SOURCE EXCERPT:
- - -

In [None]:
%%sh
pip -q install sagemaker --upgrade

In [None]:
import sagemaker

print(sagemaker.__version__)

session = sagemaker.Session()
bucket = session.default_bucket()

### Define channels

In [None]:
# Fully replicated, Pipe Mode

prefix = 'imagenet-split'
s3_train_path = 's3://{}/{}/input/training/'.format(bucket, prefix)
s3_val_path   = 's3://{}/{}/input/validation/'.format(bucket, prefix)
s3_output     = 's3://{}/{}/output/'.format(bucket, prefix)

from sagemaker.inputs import ShuffleConfig

train_data = sagemaker.TrainingInput(s3_train_path, 
                      distribution='FullyReplicated',
                      shuffle_config=ShuffleConfig(59),
                      content_type='application/x-recordio',
                      s3_data_type='S3Prefix',
                      input_mode='Pipe')

validation_data = sagemaker.TrainingInput(s3_val_path, 
                           distribution='FullyReplicated',
                           content_type='application/x-recordio', 
                           s3_data_type='S3Prefix',
                           input_mode='Pipe')

In [None]:
print(s3_train_path)
print(s3_val_path)
print(s3_output)

In [None]:
s3_channels = {'train': train_data, 'validation': validation_data}

### Get the name of the image classification algorithm in our region

In [None]:
region    = session.boto_session.region_name    
container = sagemaker.image_uris.retrieve('image-classification', region)

- - -

RECORDS:

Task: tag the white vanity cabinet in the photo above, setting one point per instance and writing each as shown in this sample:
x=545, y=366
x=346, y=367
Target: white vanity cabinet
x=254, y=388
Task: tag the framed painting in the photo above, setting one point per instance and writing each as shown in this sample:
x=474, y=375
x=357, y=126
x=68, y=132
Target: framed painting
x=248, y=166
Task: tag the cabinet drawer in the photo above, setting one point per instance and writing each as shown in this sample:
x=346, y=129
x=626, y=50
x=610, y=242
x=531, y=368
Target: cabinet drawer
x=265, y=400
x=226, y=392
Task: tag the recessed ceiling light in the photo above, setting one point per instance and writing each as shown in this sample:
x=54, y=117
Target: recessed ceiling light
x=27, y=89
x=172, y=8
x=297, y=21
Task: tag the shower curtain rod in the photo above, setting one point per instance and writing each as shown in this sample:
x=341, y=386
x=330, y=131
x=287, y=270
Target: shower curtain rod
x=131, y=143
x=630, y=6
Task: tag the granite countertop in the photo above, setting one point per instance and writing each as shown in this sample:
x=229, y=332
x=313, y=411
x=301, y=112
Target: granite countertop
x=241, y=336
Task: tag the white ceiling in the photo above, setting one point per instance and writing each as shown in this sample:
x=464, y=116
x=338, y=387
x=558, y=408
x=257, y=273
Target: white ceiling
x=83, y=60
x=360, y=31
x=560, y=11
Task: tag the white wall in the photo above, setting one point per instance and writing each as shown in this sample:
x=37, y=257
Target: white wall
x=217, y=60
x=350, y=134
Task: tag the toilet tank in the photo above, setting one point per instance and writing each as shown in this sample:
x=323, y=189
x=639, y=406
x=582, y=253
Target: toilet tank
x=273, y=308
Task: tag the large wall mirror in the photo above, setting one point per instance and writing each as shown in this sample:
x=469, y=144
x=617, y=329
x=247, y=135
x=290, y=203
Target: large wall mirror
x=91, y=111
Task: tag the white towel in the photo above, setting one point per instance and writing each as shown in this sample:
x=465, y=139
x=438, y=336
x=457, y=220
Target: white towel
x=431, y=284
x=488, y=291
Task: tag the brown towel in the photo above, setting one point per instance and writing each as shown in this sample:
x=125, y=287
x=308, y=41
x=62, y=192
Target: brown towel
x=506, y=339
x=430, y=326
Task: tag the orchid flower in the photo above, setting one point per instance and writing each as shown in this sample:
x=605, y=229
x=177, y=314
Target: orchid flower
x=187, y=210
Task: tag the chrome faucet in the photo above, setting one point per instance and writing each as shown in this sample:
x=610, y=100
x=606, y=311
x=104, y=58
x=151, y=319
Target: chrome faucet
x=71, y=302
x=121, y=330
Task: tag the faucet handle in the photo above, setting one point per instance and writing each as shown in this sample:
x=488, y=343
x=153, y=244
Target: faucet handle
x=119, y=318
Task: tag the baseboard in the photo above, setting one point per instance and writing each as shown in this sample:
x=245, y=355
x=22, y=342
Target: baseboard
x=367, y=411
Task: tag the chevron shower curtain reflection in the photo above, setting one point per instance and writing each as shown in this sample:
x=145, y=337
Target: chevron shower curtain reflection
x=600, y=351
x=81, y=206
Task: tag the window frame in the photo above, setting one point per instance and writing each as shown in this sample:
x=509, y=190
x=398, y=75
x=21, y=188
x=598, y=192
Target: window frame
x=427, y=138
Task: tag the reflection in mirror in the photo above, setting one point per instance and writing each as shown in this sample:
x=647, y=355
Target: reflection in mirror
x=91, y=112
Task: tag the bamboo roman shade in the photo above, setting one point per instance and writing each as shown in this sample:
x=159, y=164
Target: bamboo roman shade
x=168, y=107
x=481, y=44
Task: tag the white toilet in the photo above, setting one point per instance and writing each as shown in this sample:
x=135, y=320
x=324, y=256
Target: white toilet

- - -

GIVEN INSTRUCTION:
Continue the SageMaker image classification notebook from its last line.

WRITTEN REPLY:
print(container)

### Configure the training job

A quick test shows that a single p3.2xlarge instance with batch size set to 128 will crunch through the dataset at about **335 images/second**. 

As we have about **1,281,167 images**, we can expect one epoch to last about **3824 seconds** (about 1h and 4 minutes)...

An ml.p3.2xlarge costs $3.825 per hour in us-east-1. 

[ https://aws.amazon.com/sagemaker/pricing/ ]

Assuming that we need to train for 150 epochs to get decent accuracy:
- Duration: (3824/3600)*150 = 158 hours (about 6.5 days)
- Cost: 158 * 3.825 = $573

6.5 days is probably not acceptable from a business perspective. 
Let's try to speed our job with a multi-GPU instance.

In [None]:
role = sagemaker.get_execution_role()

ic = sagemaker.estimator.Estimator(
    container,
    role,
    instance_count=1, 
    instance_type='ml.p3dn.24xlarge',   # 8 GPUs
    output_path=s3_output,
    volume_size=1
)

### Set algorithm parameters

In [None]:
ic.set_hyperparameters(
    num_layers=50,                 # Train a Resnet-50 model
    use_pretrained_model=0,        # Train from scratch
    num_classes=1000,              # ImageNet has 1000 classes
    num_training_samples=1281167,  # Number of training samples
    mini_batch_size=1024,          # 8 GPUs * 128 = 1024
    learning_rate=0.4,
    epochs=2,
    augmentation_type='crop',
    top_k=3,
    kv_store='dist_sync',          # gradient updates are synchronized after each batch
)


In [None]:
ic.fit(inputs=s3_channels)

An ml.p3dn.24xlarge costs $35.894 per hour (us-east-1)

[ https://aws.amazon.com/sagemaker/pricing/ ]

Time per epoch: 727 seconds

For 150 epochs:
- Duration: (865/3600) * 150 = 30.3 hours (1.25 day)
- Cost: 30.3 * 35.894 = $1,087

We go 5x faster, but at almost 2x the cost. Let's start optimizing this.

CloudWatch shows that total GPU memory utilization is only 300%, meaning 300/8=37.5% on each GPU. Let's bump batch size to (1024/0.375)=2730, rounded up to 2736 to be divisible by 8.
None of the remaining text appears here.